§ **WHAT THE EXERCISE ASKS**: Reproduce everything from "But wait—that's not" down to "leaving your business." in the article below on labor burden rate, word for word.

Economy

Labor Burden Rate: How to Calculate Your True Hourly Cost

Danny Reeves·June 30, 2026·10 min read
Labor Burden Rate: How to Calculate Your True Hourly Cost

When I hire a journeyman plumber at $28 per hour, the real cost to my shop is closer to $41 per hour. That's a 46% burden multiplier—and I used to bid jobs without fully accounting for it.

I'm Danny Reeves, a master plumber and shop owner in the Southeast. For years, I watched my margins evaporate because I was bidding labor at straight hourly rates, forgetting about payroll taxes, workers' comp insurance, health benefits, and everything else that actually comes out of the job's profit. The BLS Employer Costs for Employee Compensation (ECEC) reports that benefits and taxes add 30–50% to wages depending on your trade and region. I needed a system—not a napkin calculation.

This article walks you through exactly how to build yours.

What Is Labor Burden Rate?

Labor burden rate is the total cost to employ one worker for one hour, expressed as a percentage above their base wage. It's every expense that makes a W-2 employee actually cost you money: payroll taxes, insurance, benefits, training, vehicle wear, and paid time off.

The formula is simple:

Burden Multiplier = (Total Annual Burden Costs ÷ Total Annual Wages) × 100%

If a worker earns $58,240 per year (40 hours × 52 weeks × $28/hr), and your total burden cost is $14,352, your burden multiplier is 24.6%. Their true loaded rate is $28 × 1.246 = $34.89 per hour.

But wait—that's not where most contractors stop. You're also not accounting for the hours they don't work (PTO, holidays, sick days). That's where a 46% multiplier comes from. If a worker is on payroll 2,080 hours per year but only bills 1,760 hours, you're spreading costs across fewer billable hours—raising the effective rate to $41.

Breaking Down the Burden Components

Let me walk through each line item. Every one of these is real money leaving your business.

FICA and Federal/State Payroll Taxes (15.3% total)

The IRS mandates 7.65% FICA per employee (Social Security 6.2% + Medicare 1.45%), and you match it dollar-for-dollar. That's 15.3% right there before you even think about state taxes.

On a $28/hr worker ($58,240 annually), FICA alone runs $8,910 per year. If your state has income tax withholding—and most do—add another 3–6%. My state (Tennessee) has no income tax, which saves me roughly $3,500 per worker annually. A contractor in California or New York is paying closer to 12–14% combined state + federal withholding.

§ **SUPPLIED MATERIAL**:
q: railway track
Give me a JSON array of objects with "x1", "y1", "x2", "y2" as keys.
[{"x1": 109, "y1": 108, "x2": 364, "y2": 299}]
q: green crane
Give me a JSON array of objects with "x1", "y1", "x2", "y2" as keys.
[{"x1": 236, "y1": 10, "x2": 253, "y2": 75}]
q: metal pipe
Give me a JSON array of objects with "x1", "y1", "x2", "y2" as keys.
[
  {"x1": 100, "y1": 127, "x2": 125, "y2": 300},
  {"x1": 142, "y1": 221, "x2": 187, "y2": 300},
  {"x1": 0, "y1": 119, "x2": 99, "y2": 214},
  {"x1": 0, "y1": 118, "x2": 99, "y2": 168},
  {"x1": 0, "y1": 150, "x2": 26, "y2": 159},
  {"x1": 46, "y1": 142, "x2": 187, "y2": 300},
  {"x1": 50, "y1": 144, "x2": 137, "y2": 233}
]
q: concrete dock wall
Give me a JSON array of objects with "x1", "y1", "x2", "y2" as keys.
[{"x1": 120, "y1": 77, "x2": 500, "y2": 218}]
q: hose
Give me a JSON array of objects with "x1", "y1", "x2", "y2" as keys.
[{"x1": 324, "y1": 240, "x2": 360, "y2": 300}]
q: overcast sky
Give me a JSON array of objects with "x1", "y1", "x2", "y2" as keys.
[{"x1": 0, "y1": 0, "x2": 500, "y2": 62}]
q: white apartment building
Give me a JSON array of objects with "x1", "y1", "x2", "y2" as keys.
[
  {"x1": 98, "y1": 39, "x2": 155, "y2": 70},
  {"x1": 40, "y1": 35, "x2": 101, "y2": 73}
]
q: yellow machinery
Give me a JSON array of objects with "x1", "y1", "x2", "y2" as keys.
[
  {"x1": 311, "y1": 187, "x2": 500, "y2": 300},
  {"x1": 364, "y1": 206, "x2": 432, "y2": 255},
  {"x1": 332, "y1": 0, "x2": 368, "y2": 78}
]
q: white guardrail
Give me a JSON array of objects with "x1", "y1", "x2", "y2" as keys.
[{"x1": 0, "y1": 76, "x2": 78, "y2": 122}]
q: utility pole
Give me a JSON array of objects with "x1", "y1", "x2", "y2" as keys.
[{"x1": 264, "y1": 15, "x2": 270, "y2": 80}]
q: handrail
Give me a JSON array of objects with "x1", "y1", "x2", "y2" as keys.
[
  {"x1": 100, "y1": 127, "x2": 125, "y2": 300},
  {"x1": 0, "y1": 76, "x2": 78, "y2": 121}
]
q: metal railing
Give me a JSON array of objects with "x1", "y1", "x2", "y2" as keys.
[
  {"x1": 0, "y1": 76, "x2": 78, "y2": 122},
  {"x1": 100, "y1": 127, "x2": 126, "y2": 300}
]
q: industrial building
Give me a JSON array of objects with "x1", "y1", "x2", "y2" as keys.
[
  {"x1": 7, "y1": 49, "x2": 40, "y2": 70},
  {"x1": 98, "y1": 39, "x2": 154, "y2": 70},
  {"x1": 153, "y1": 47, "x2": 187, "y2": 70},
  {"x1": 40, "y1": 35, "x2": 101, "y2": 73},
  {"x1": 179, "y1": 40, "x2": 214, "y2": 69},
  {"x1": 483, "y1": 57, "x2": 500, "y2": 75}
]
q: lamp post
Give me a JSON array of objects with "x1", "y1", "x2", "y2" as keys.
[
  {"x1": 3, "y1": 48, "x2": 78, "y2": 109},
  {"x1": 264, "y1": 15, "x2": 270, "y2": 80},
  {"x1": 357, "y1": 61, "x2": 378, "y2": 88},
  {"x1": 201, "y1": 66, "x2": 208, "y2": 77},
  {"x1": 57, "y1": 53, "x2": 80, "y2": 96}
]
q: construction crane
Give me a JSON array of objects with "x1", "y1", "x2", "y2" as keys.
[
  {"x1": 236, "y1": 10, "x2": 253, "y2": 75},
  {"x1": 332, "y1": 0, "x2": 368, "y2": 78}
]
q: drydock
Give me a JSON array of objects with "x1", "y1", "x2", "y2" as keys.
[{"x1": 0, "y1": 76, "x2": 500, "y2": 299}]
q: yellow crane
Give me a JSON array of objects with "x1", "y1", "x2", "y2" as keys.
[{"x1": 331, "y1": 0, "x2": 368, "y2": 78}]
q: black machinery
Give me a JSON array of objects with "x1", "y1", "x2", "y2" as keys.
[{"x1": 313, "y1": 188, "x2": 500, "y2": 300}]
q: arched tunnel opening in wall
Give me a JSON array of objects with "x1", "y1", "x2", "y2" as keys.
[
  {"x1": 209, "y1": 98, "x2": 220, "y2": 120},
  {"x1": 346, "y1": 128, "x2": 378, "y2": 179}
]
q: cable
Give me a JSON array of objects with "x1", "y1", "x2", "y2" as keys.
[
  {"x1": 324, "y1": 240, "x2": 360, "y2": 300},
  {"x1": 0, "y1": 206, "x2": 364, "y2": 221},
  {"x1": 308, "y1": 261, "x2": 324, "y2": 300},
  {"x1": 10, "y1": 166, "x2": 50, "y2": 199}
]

§ **PROBLEM SOLUTION**:
But wait—that's not where most contractors stop. You're also not accounting for the hours they don't work (PTO, holidays, sick days). That's where a 46% multiplier comes from. If a worker is on payroll 2,080 hours per year but only bills 1,760 hours, you're spreading costs across fewer billable hours—raising the effective rate to $41.

Breaking Down the Burden Components

Let me walk through each line item. Every one of these is real money leaving your business.